▸ Description of the task
Your job is to set down the stretch of entries that opens with the line containing "query: locate the sky gradient" and closes with the line containing "query: locate the riverbank". Keep both end lines, copy each exactly, and add nothing.

▸ Data for analysis
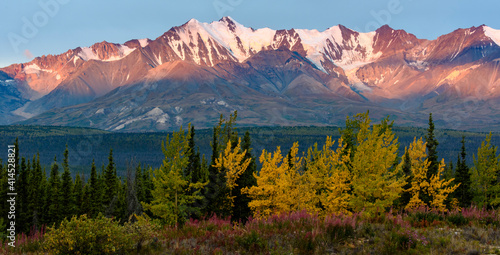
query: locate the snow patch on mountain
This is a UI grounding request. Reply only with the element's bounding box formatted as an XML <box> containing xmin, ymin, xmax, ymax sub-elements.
<box><xmin>103</xmin><ymin>45</ymin><xmax>136</xmax><ymax>62</ymax></box>
<box><xmin>138</xmin><ymin>38</ymin><xmax>149</xmax><ymax>47</ymax></box>
<box><xmin>23</xmin><ymin>64</ymin><xmax>53</xmax><ymax>74</ymax></box>
<box><xmin>78</xmin><ymin>47</ymin><xmax>99</xmax><ymax>61</ymax></box>
<box><xmin>78</xmin><ymin>45</ymin><xmax>136</xmax><ymax>62</ymax></box>
<box><xmin>296</xmin><ymin>27</ymin><xmax>381</xmax><ymax>71</ymax></box>
<box><xmin>484</xmin><ymin>26</ymin><xmax>500</xmax><ymax>46</ymax></box>
<box><xmin>169</xmin><ymin>17</ymin><xmax>275</xmax><ymax>65</ymax></box>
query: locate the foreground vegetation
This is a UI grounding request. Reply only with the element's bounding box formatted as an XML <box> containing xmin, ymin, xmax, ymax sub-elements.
<box><xmin>2</xmin><ymin>207</ymin><xmax>500</xmax><ymax>254</ymax></box>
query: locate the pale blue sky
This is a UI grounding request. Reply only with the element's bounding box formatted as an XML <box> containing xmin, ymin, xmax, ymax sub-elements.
<box><xmin>1</xmin><ymin>0</ymin><xmax>499</xmax><ymax>67</ymax></box>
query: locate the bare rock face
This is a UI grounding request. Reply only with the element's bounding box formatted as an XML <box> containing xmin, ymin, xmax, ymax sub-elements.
<box><xmin>2</xmin><ymin>18</ymin><xmax>500</xmax><ymax>131</ymax></box>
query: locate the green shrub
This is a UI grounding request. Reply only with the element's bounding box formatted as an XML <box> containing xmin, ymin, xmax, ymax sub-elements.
<box><xmin>236</xmin><ymin>230</ymin><xmax>266</xmax><ymax>252</ymax></box>
<box><xmin>44</xmin><ymin>214</ymin><xmax>133</xmax><ymax>255</ymax></box>
<box><xmin>124</xmin><ymin>214</ymin><xmax>160</xmax><ymax>252</ymax></box>
<box><xmin>446</xmin><ymin>213</ymin><xmax>470</xmax><ymax>227</ymax></box>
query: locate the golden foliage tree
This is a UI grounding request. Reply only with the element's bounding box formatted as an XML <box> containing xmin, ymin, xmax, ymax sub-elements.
<box><xmin>243</xmin><ymin>142</ymin><xmax>304</xmax><ymax>218</ymax></box>
<box><xmin>404</xmin><ymin>137</ymin><xmax>431</xmax><ymax>210</ymax></box>
<box><xmin>214</xmin><ymin>138</ymin><xmax>251</xmax><ymax>208</ymax></box>
<box><xmin>471</xmin><ymin>132</ymin><xmax>500</xmax><ymax>208</ymax></box>
<box><xmin>427</xmin><ymin>159</ymin><xmax>459</xmax><ymax>212</ymax></box>
<box><xmin>304</xmin><ymin>136</ymin><xmax>351</xmax><ymax>215</ymax></box>
<box><xmin>404</xmin><ymin>137</ymin><xmax>459</xmax><ymax>212</ymax></box>
<box><xmin>348</xmin><ymin>114</ymin><xmax>405</xmax><ymax>216</ymax></box>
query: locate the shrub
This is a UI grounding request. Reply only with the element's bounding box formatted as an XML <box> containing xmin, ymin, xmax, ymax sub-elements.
<box><xmin>408</xmin><ymin>207</ymin><xmax>444</xmax><ymax>227</ymax></box>
<box><xmin>124</xmin><ymin>214</ymin><xmax>160</xmax><ymax>252</ymax></box>
<box><xmin>44</xmin><ymin>214</ymin><xmax>133</xmax><ymax>255</ymax></box>
<box><xmin>446</xmin><ymin>213</ymin><xmax>470</xmax><ymax>227</ymax></box>
<box><xmin>236</xmin><ymin>230</ymin><xmax>266</xmax><ymax>252</ymax></box>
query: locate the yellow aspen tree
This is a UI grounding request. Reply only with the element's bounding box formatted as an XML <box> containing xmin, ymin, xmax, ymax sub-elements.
<box><xmin>404</xmin><ymin>137</ymin><xmax>459</xmax><ymax>212</ymax></box>
<box><xmin>349</xmin><ymin>115</ymin><xmax>405</xmax><ymax>217</ymax></box>
<box><xmin>243</xmin><ymin>142</ymin><xmax>304</xmax><ymax>218</ymax></box>
<box><xmin>427</xmin><ymin>159</ymin><xmax>459</xmax><ymax>212</ymax></box>
<box><xmin>471</xmin><ymin>132</ymin><xmax>500</xmax><ymax>208</ymax></box>
<box><xmin>305</xmin><ymin>136</ymin><xmax>351</xmax><ymax>216</ymax></box>
<box><xmin>281</xmin><ymin>142</ymin><xmax>307</xmax><ymax>213</ymax></box>
<box><xmin>404</xmin><ymin>137</ymin><xmax>430</xmax><ymax>210</ymax></box>
<box><xmin>214</xmin><ymin>138</ymin><xmax>251</xmax><ymax>208</ymax></box>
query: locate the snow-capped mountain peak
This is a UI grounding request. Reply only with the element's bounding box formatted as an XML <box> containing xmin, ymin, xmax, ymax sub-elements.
<box><xmin>484</xmin><ymin>26</ymin><xmax>500</xmax><ymax>46</ymax></box>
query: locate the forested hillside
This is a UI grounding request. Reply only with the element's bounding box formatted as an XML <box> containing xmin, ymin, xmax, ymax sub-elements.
<box><xmin>0</xmin><ymin>124</ymin><xmax>497</xmax><ymax>175</ymax></box>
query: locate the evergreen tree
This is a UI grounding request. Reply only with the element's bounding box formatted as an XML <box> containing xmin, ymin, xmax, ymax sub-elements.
<box><xmin>47</xmin><ymin>156</ymin><xmax>62</xmax><ymax>224</ymax></box>
<box><xmin>444</xmin><ymin>160</ymin><xmax>454</xmax><ymax>180</ymax></box>
<box><xmin>339</xmin><ymin>112</ymin><xmax>366</xmax><ymax>162</ymax></box>
<box><xmin>88</xmin><ymin>160</ymin><xmax>101</xmax><ymax>217</ymax></box>
<box><xmin>80</xmin><ymin>183</ymin><xmax>91</xmax><ymax>216</ymax></box>
<box><xmin>425</xmin><ymin>113</ymin><xmax>439</xmax><ymax>179</ymax></box>
<box><xmin>204</xmin><ymin>125</ymin><xmax>223</xmax><ymax>216</ymax></box>
<box><xmin>204</xmin><ymin>114</ymin><xmax>237</xmax><ymax>217</ymax></box>
<box><xmin>17</xmin><ymin>157</ymin><xmax>30</xmax><ymax>233</ymax></box>
<box><xmin>143</xmin><ymin>126</ymin><xmax>206</xmax><ymax>226</ymax></box>
<box><xmin>40</xmin><ymin>167</ymin><xmax>49</xmax><ymax>225</ymax></box>
<box><xmin>125</xmin><ymin>164</ymin><xmax>142</xmax><ymax>219</ymax></box>
<box><xmin>142</xmin><ymin>166</ymin><xmax>154</xmax><ymax>205</ymax></box>
<box><xmin>186</xmin><ymin>125</ymin><xmax>201</xmax><ymax>183</ymax></box>
<box><xmin>60</xmin><ymin>145</ymin><xmax>74</xmax><ymax>220</ymax></box>
<box><xmin>200</xmin><ymin>154</ymin><xmax>209</xmax><ymax>183</ymax></box>
<box><xmin>73</xmin><ymin>173</ymin><xmax>84</xmax><ymax>216</ymax></box>
<box><xmin>103</xmin><ymin>149</ymin><xmax>118</xmax><ymax>209</ymax></box>
<box><xmin>135</xmin><ymin>163</ymin><xmax>144</xmax><ymax>203</ymax></box>
<box><xmin>28</xmin><ymin>154</ymin><xmax>43</xmax><ymax>229</ymax></box>
<box><xmin>114</xmin><ymin>178</ymin><xmax>127</xmax><ymax>221</ymax></box>
<box><xmin>455</xmin><ymin>136</ymin><xmax>472</xmax><ymax>208</ymax></box>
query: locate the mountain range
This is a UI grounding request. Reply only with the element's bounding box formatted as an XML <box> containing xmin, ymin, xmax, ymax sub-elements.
<box><xmin>1</xmin><ymin>17</ymin><xmax>500</xmax><ymax>131</ymax></box>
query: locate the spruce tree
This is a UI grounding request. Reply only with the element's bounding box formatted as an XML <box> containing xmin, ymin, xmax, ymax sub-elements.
<box><xmin>28</xmin><ymin>154</ymin><xmax>43</xmax><ymax>229</ymax></box>
<box><xmin>204</xmin><ymin>115</ymin><xmax>236</xmax><ymax>218</ymax></box>
<box><xmin>134</xmin><ymin>163</ymin><xmax>144</xmax><ymax>203</ymax></box>
<box><xmin>425</xmin><ymin>113</ymin><xmax>439</xmax><ymax>179</ymax></box>
<box><xmin>17</xmin><ymin>157</ymin><xmax>30</xmax><ymax>233</ymax></box>
<box><xmin>60</xmin><ymin>145</ymin><xmax>74</xmax><ymax>220</ymax></box>
<box><xmin>47</xmin><ymin>156</ymin><xmax>61</xmax><ymax>224</ymax></box>
<box><xmin>114</xmin><ymin>178</ymin><xmax>127</xmax><ymax>221</ymax></box>
<box><xmin>126</xmin><ymin>164</ymin><xmax>142</xmax><ymax>219</ymax></box>
<box><xmin>339</xmin><ymin>112</ymin><xmax>365</xmax><ymax>159</ymax></box>
<box><xmin>89</xmin><ymin>160</ymin><xmax>101</xmax><ymax>217</ymax></box>
<box><xmin>455</xmin><ymin>136</ymin><xmax>472</xmax><ymax>207</ymax></box>
<box><xmin>142</xmin><ymin>166</ymin><xmax>154</xmax><ymax>205</ymax></box>
<box><xmin>204</xmin><ymin>126</ymin><xmax>222</xmax><ymax>216</ymax></box>
<box><xmin>80</xmin><ymin>183</ymin><xmax>91</xmax><ymax>216</ymax></box>
<box><xmin>73</xmin><ymin>173</ymin><xmax>84</xmax><ymax>216</ymax></box>
<box><xmin>103</xmin><ymin>149</ymin><xmax>118</xmax><ymax>208</ymax></box>
<box><xmin>186</xmin><ymin>125</ymin><xmax>201</xmax><ymax>182</ymax></box>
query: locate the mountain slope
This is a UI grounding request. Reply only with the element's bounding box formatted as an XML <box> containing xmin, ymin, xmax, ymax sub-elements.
<box><xmin>2</xmin><ymin>18</ymin><xmax>500</xmax><ymax>131</ymax></box>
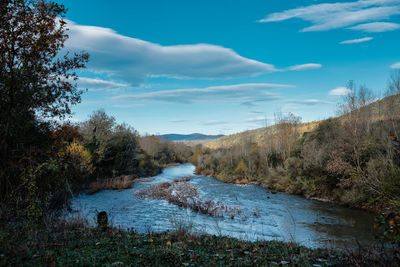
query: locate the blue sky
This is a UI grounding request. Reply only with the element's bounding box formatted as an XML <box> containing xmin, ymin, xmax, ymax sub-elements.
<box><xmin>59</xmin><ymin>0</ymin><xmax>400</xmax><ymax>135</ymax></box>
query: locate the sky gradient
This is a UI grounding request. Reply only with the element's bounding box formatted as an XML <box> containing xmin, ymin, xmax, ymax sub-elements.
<box><xmin>59</xmin><ymin>0</ymin><xmax>400</xmax><ymax>135</ymax></box>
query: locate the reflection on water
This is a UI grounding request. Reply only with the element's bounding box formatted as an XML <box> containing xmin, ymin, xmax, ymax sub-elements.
<box><xmin>71</xmin><ymin>164</ymin><xmax>375</xmax><ymax>248</ymax></box>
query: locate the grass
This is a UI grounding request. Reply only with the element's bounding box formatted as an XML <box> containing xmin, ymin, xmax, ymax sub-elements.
<box><xmin>0</xmin><ymin>222</ymin><xmax>345</xmax><ymax>266</ymax></box>
<box><xmin>1</xmin><ymin>215</ymin><xmax>399</xmax><ymax>266</ymax></box>
<box><xmin>87</xmin><ymin>175</ymin><xmax>135</xmax><ymax>195</ymax></box>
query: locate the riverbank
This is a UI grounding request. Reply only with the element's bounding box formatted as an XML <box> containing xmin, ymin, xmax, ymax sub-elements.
<box><xmin>85</xmin><ymin>163</ymin><xmax>184</xmax><ymax>195</ymax></box>
<box><xmin>72</xmin><ymin>164</ymin><xmax>380</xmax><ymax>248</ymax></box>
<box><xmin>1</xmin><ymin>219</ymin><xmax>395</xmax><ymax>266</ymax></box>
<box><xmin>3</xmin><ymin>164</ymin><xmax>396</xmax><ymax>265</ymax></box>
<box><xmin>194</xmin><ymin>168</ymin><xmax>385</xmax><ymax>214</ymax></box>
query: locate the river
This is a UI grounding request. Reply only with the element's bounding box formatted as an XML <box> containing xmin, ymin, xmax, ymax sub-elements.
<box><xmin>71</xmin><ymin>164</ymin><xmax>375</xmax><ymax>249</ymax></box>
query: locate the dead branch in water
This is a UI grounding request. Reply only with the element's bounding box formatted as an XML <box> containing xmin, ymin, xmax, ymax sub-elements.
<box><xmin>134</xmin><ymin>178</ymin><xmax>246</xmax><ymax>219</ymax></box>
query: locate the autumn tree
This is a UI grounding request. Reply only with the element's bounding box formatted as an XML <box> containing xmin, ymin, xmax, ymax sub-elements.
<box><xmin>234</xmin><ymin>160</ymin><xmax>247</xmax><ymax>177</ymax></box>
<box><xmin>0</xmin><ymin>0</ymin><xmax>89</xmax><ymax>198</ymax></box>
<box><xmin>274</xmin><ymin>111</ymin><xmax>302</xmax><ymax>158</ymax></box>
<box><xmin>385</xmin><ymin>70</ymin><xmax>400</xmax><ymax>138</ymax></box>
<box><xmin>139</xmin><ymin>135</ymin><xmax>161</xmax><ymax>161</ymax></box>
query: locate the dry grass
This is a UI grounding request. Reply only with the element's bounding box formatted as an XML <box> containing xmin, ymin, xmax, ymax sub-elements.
<box><xmin>87</xmin><ymin>175</ymin><xmax>135</xmax><ymax>195</ymax></box>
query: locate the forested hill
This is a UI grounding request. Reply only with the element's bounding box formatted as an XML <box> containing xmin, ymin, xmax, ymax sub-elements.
<box><xmin>159</xmin><ymin>133</ymin><xmax>224</xmax><ymax>142</ymax></box>
<box><xmin>206</xmin><ymin>93</ymin><xmax>400</xmax><ymax>150</ymax></box>
<box><xmin>193</xmin><ymin>90</ymin><xmax>400</xmax><ymax>214</ymax></box>
<box><xmin>206</xmin><ymin>121</ymin><xmax>319</xmax><ymax>149</ymax></box>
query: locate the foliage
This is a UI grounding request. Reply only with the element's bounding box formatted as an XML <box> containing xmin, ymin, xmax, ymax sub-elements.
<box><xmin>193</xmin><ymin>75</ymin><xmax>400</xmax><ymax>213</ymax></box>
<box><xmin>2</xmin><ymin>221</ymin><xmax>379</xmax><ymax>266</ymax></box>
<box><xmin>375</xmin><ymin>213</ymin><xmax>400</xmax><ymax>246</ymax></box>
<box><xmin>0</xmin><ymin>0</ymin><xmax>88</xmax><ymax>208</ymax></box>
<box><xmin>234</xmin><ymin>160</ymin><xmax>247</xmax><ymax>176</ymax></box>
<box><xmin>87</xmin><ymin>175</ymin><xmax>135</xmax><ymax>195</ymax></box>
<box><xmin>140</xmin><ymin>134</ymin><xmax>192</xmax><ymax>165</ymax></box>
<box><xmin>69</xmin><ymin>109</ymin><xmax>193</xmax><ymax>196</ymax></box>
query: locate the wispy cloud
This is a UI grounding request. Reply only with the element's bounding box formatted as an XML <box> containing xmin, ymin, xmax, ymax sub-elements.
<box><xmin>245</xmin><ymin>116</ymin><xmax>270</xmax><ymax>123</ymax></box>
<box><xmin>391</xmin><ymin>62</ymin><xmax>400</xmax><ymax>68</ymax></box>
<box><xmin>65</xmin><ymin>20</ymin><xmax>278</xmax><ymax>85</ymax></box>
<box><xmin>248</xmin><ymin>110</ymin><xmax>264</xmax><ymax>114</ymax></box>
<box><xmin>259</xmin><ymin>0</ymin><xmax>400</xmax><ymax>32</ymax></box>
<box><xmin>77</xmin><ymin>77</ymin><xmax>129</xmax><ymax>91</ymax></box>
<box><xmin>329</xmin><ymin>86</ymin><xmax>352</xmax><ymax>96</ymax></box>
<box><xmin>169</xmin><ymin>119</ymin><xmax>188</xmax><ymax>123</ymax></box>
<box><xmin>202</xmin><ymin>120</ymin><xmax>229</xmax><ymax>126</ymax></box>
<box><xmin>348</xmin><ymin>22</ymin><xmax>400</xmax><ymax>32</ymax></box>
<box><xmin>286</xmin><ymin>99</ymin><xmax>333</xmax><ymax>105</ymax></box>
<box><xmin>287</xmin><ymin>63</ymin><xmax>322</xmax><ymax>71</ymax></box>
<box><xmin>113</xmin><ymin>104</ymin><xmax>138</xmax><ymax>109</ymax></box>
<box><xmin>112</xmin><ymin>83</ymin><xmax>292</xmax><ymax>106</ymax></box>
<box><xmin>340</xmin><ymin>37</ymin><xmax>373</xmax><ymax>44</ymax></box>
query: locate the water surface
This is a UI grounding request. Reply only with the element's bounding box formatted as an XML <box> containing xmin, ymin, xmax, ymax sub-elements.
<box><xmin>71</xmin><ymin>164</ymin><xmax>375</xmax><ymax>248</ymax></box>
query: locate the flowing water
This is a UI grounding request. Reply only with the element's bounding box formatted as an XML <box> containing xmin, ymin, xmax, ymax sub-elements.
<box><xmin>71</xmin><ymin>164</ymin><xmax>376</xmax><ymax>249</ymax></box>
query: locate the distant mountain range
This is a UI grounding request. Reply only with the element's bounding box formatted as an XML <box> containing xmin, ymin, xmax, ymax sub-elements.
<box><xmin>158</xmin><ymin>133</ymin><xmax>224</xmax><ymax>142</ymax></box>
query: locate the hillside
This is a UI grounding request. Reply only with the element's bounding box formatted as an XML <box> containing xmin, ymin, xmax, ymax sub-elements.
<box><xmin>194</xmin><ymin>93</ymin><xmax>400</xmax><ymax>214</ymax></box>
<box><xmin>206</xmin><ymin>94</ymin><xmax>400</xmax><ymax>149</ymax></box>
<box><xmin>206</xmin><ymin>121</ymin><xmax>320</xmax><ymax>149</ymax></box>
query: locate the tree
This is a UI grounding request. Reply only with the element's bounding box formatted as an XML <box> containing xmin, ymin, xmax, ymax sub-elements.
<box><xmin>336</xmin><ymin>82</ymin><xmax>376</xmax><ymax>175</ymax></box>
<box><xmin>80</xmin><ymin>110</ymin><xmax>116</xmax><ymax>148</ymax></box>
<box><xmin>79</xmin><ymin>111</ymin><xmax>143</xmax><ymax>178</ymax></box>
<box><xmin>234</xmin><ymin>160</ymin><xmax>247</xmax><ymax>177</ymax></box>
<box><xmin>139</xmin><ymin>135</ymin><xmax>161</xmax><ymax>161</ymax></box>
<box><xmin>0</xmin><ymin>0</ymin><xmax>89</xmax><ymax>198</ymax></box>
<box><xmin>274</xmin><ymin>111</ymin><xmax>302</xmax><ymax>158</ymax></box>
<box><xmin>386</xmin><ymin>70</ymin><xmax>400</xmax><ymax>138</ymax></box>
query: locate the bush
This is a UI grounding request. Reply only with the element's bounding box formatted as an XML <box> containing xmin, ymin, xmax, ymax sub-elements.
<box><xmin>87</xmin><ymin>175</ymin><xmax>135</xmax><ymax>195</ymax></box>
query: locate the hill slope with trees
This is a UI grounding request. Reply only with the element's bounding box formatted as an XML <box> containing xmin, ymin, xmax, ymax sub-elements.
<box><xmin>193</xmin><ymin>78</ymin><xmax>400</xmax><ymax>214</ymax></box>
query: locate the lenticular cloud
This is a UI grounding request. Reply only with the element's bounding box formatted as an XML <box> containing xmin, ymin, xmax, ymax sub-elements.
<box><xmin>65</xmin><ymin>20</ymin><xmax>277</xmax><ymax>85</ymax></box>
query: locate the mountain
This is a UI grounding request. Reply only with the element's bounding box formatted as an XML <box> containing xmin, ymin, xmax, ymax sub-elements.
<box><xmin>158</xmin><ymin>133</ymin><xmax>224</xmax><ymax>142</ymax></box>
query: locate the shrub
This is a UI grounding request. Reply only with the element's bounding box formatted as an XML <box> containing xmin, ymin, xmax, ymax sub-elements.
<box><xmin>234</xmin><ymin>160</ymin><xmax>247</xmax><ymax>176</ymax></box>
<box><xmin>87</xmin><ymin>175</ymin><xmax>135</xmax><ymax>194</ymax></box>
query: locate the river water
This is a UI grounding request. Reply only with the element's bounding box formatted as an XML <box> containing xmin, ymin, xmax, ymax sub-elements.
<box><xmin>71</xmin><ymin>164</ymin><xmax>375</xmax><ymax>249</ymax></box>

▸ Written response
query: locate the sky gradient
This is a UI grounding request. Reply only with the element's bounding box formatted as an XML <box> containing xmin, ymin, xmax, ymax sub-elements.
<box><xmin>59</xmin><ymin>0</ymin><xmax>400</xmax><ymax>135</ymax></box>
query: locate the reflection on water
This is a UI grounding request. Reply only with the element's bounding box formatted as an XML <box> containing xmin, ymin, xmax, ymax sub-elements.
<box><xmin>71</xmin><ymin>164</ymin><xmax>375</xmax><ymax>248</ymax></box>
query: locate the grass
This is a UI grounding request. Reply only with the element's bounding box formatted as an XML <box> containing xmin, ymin, xmax, ymax sub-elements.
<box><xmin>0</xmin><ymin>222</ymin><xmax>345</xmax><ymax>266</ymax></box>
<box><xmin>1</xmin><ymin>215</ymin><xmax>399</xmax><ymax>266</ymax></box>
<box><xmin>87</xmin><ymin>175</ymin><xmax>135</xmax><ymax>195</ymax></box>
query: locate the riverbank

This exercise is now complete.